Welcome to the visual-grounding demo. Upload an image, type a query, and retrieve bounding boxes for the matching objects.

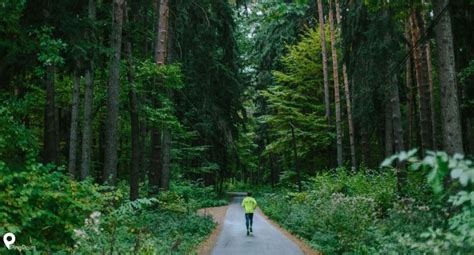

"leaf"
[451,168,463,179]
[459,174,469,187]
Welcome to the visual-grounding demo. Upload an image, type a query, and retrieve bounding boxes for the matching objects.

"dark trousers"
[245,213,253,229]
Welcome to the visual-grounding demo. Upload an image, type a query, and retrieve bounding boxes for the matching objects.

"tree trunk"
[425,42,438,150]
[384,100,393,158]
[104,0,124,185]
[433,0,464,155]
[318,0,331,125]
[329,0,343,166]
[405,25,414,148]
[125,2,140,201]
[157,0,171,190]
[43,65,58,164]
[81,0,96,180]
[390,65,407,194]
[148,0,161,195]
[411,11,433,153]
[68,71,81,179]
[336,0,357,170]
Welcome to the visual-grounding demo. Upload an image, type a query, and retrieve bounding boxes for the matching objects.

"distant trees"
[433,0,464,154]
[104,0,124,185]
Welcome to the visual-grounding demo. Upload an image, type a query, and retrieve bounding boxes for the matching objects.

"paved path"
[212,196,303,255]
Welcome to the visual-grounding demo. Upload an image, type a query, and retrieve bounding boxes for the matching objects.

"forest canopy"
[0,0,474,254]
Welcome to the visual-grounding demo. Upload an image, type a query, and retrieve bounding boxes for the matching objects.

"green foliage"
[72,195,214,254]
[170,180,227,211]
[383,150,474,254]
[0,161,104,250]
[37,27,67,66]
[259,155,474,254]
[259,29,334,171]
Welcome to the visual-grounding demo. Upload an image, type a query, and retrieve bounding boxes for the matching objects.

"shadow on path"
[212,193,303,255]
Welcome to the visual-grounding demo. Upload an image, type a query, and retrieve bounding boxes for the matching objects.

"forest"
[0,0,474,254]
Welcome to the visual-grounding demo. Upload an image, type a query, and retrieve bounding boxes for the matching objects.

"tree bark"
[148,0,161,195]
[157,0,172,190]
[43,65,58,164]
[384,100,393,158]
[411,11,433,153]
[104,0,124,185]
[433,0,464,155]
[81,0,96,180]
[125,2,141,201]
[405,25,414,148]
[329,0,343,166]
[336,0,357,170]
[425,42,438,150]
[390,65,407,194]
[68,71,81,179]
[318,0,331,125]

* * * *

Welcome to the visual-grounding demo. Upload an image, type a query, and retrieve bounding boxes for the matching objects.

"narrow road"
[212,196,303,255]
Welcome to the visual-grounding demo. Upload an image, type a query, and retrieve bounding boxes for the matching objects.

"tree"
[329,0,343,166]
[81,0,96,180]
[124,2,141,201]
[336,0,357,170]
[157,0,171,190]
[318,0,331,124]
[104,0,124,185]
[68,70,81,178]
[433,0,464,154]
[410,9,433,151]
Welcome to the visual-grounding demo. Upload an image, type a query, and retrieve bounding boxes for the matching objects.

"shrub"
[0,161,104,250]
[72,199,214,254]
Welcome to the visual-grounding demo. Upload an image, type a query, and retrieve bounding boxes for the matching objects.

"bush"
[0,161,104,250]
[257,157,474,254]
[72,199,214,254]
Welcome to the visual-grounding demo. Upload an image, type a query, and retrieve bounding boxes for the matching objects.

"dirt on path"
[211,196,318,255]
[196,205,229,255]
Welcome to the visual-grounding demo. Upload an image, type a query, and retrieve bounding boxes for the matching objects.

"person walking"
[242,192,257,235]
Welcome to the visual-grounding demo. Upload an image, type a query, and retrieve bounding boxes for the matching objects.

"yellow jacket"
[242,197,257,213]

* * * *

Collect every line of the entries above that contains the string "path", matching case exactly.

"paved path"
"shadow on path"
"dirt on path"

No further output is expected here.